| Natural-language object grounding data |
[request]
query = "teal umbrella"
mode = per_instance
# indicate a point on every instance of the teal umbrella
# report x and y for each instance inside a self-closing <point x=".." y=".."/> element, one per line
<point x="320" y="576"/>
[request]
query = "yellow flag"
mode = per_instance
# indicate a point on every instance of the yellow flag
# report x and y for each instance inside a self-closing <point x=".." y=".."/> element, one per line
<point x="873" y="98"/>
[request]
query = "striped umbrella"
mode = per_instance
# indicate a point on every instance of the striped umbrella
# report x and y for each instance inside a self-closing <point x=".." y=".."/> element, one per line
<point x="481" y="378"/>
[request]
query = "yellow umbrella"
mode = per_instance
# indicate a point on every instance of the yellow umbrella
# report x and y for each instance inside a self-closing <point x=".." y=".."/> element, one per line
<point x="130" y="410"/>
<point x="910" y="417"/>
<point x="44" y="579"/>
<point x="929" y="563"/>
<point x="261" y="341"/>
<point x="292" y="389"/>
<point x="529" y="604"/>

| ACTIVITY |
The response should consist of all the entries, reproduced word for word.

| OUTPUT OF THE EXERCISE |
[request]
query = "teal umbrella"
mode = per_instance
# indicate a point on every instance of the teal umbrella
# report x and y for each instance inside a self-closing <point x=".." y=".."/> element, one per line
<point x="320" y="576"/>
[request]
query = "yellow flag"
mode = per_instance
# indicate a point on every instance of the yellow flag
# report x and y for each instance inside a self-closing <point x=".." y=".."/> element, one per line
<point x="873" y="98"/>
[request]
query = "striped umbrella"
mode = per_instance
# indicate a point on every instance of the striped umbrella
# report x and y for each instance inside a self-closing <point x=".." y=".."/> element, one per line
<point x="481" y="378"/>
[request]
query = "yellow umbrella"
mode = per_instance
# indicate a point on every instance of the yellow umbrella
# report x and y for each instance inside a self-closing <point x=".." y=".."/> element, one per line
<point x="130" y="410"/>
<point x="910" y="417"/>
<point x="44" y="579"/>
<point x="929" y="563"/>
<point x="261" y="341"/>
<point x="292" y="389"/>
<point x="529" y="604"/>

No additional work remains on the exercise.